What is asked =>
Format each line of the entries below as a JSON list of strings, one string per line, with blank lines omitted. Leave the pictures out.

Records for this task =>

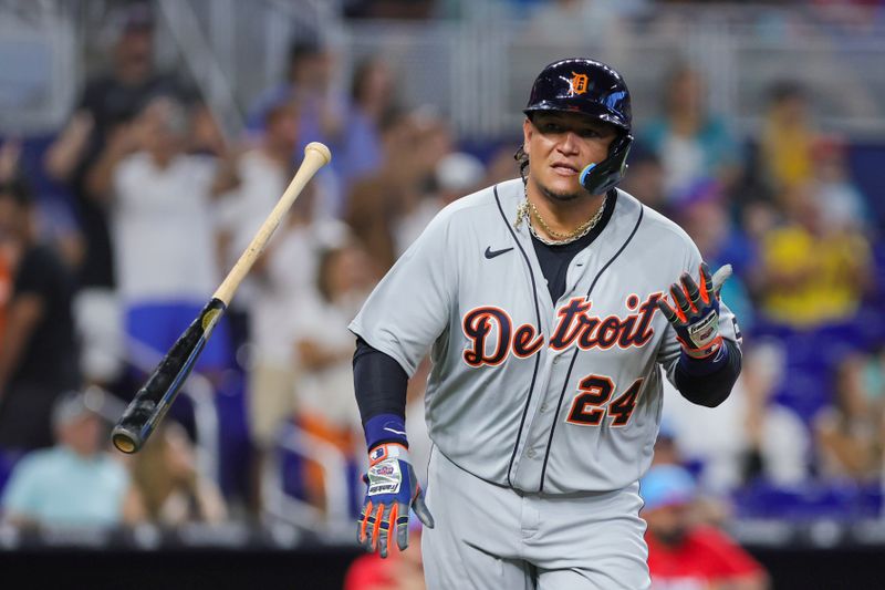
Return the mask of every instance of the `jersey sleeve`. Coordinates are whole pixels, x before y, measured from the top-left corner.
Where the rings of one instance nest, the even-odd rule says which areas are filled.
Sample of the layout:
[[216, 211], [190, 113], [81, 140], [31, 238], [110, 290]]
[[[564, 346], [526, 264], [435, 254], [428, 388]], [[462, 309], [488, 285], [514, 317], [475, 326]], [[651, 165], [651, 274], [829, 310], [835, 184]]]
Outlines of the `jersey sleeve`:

Written response =>
[
  "Return the mask of every instance of the `jersey sleeve`. Coordinates are whole pixels, x before y, measured from the top-left corner.",
  "Where the rings of one instance nest, the even-odd rule says which areas are filled.",
  "Sample of the layout:",
  "[[216, 211], [190, 113], [81, 140], [31, 238], [110, 290]]",
  "[[[564, 346], [526, 264], [435, 254], [428, 388]], [[462, 309], [488, 285], [514, 317], [475, 326]], [[651, 165], [651, 274], [829, 310], [835, 184]]]",
  "Outlines of the `jersey sleeve`:"
]